··· Texto de origem

Imigrantes 06/07/2025 08:22

Número de imigrantes quase triplica no RN em 12 anos

O número de estrangeiros que escolheram o Rio Grande do Norte como novo lar quase triplicou em pouco mais de uma década. Dados do Censo Demográfico de 2022, divulgados pelo Instituto Brasileiro de Geografia e Estatística (IBGE), mostram que a população de imigrantes residentes no Estado passou de 1.753 pessoas em 2010 para 4.472 em 2022.

Para a demografia, o movimente reflete não apenas mudanças nas rotas migratórias globais, mas também o papel que o RN tem desempenhado como destino de novos fluxos populacionais.

A origem desses imigrantes também mudou. Em 2000, os “estrangeiros potiguares” vinham principalmente de Angola, França e Estados Unidos. Enquanto em 2010 os principais grupos eram compostos por italianos, portugueses e espanhóis, no último censo os argentinos assumiram a liderança, seguidos pelos estadunidenses e venezuelanos.

······

| Tarefa proposta A |
Copie sem mudar nada todas as linhas com dados de regiões rotuladas que vêm logo abaixo. Deixe as imagens de fora da resposta.

··· Linhas a processar

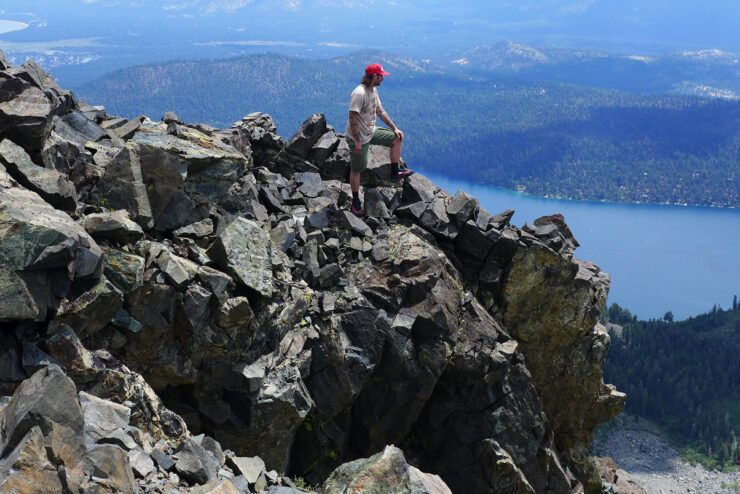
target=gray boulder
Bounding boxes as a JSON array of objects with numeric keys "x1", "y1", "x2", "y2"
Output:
[
  {"x1": 321, "y1": 446, "x2": 452, "y2": 494},
  {"x1": 0, "y1": 72, "x2": 57, "y2": 155},
  {"x1": 0, "y1": 139, "x2": 77, "y2": 211},
  {"x1": 0, "y1": 365, "x2": 86, "y2": 488},
  {"x1": 0, "y1": 171, "x2": 103, "y2": 321},
  {"x1": 175, "y1": 438, "x2": 219, "y2": 484},
  {"x1": 208, "y1": 218, "x2": 273, "y2": 297},
  {"x1": 285, "y1": 113, "x2": 327, "y2": 159},
  {"x1": 80, "y1": 210, "x2": 144, "y2": 244},
  {"x1": 88, "y1": 144, "x2": 153, "y2": 229},
  {"x1": 132, "y1": 132, "x2": 249, "y2": 232}
]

······

| Tarefa proposta B |
De acordo com a notícia sobre imigrantes no Rio Grande do Norte, quantos imigrantes moravam no Estado em 2022?

| Resposta escrita A |
target=gray boulder
Bounding boxes as a JSON array of objects with numeric keys "x1", "y1", "x2", "y2"
Output:
[
  {"x1": 321, "y1": 446, "x2": 452, "y2": 494},
  {"x1": 0, "y1": 72, "x2": 57, "y2": 155},
  {"x1": 0, "y1": 139, "x2": 77, "y2": 211},
  {"x1": 0, "y1": 365, "x2": 86, "y2": 488},
  {"x1": 0, "y1": 171, "x2": 103, "y2": 321},
  {"x1": 175, "y1": 438, "x2": 219, "y2": 484},
  {"x1": 208, "y1": 218, "x2": 273, "y2": 297},
  {"x1": 285, "y1": 113, "x2": 327, "y2": 159},
  {"x1": 80, "y1": 210, "x2": 144, "y2": 244},
  {"x1": 88, "y1": 144, "x2": 153, "y2": 229},
  {"x1": 132, "y1": 132, "x2": 249, "y2": 232}
]

| Resposta escrita B |
Em 2022, 4.472 imigrantes moravam no Rio Grande do Norte.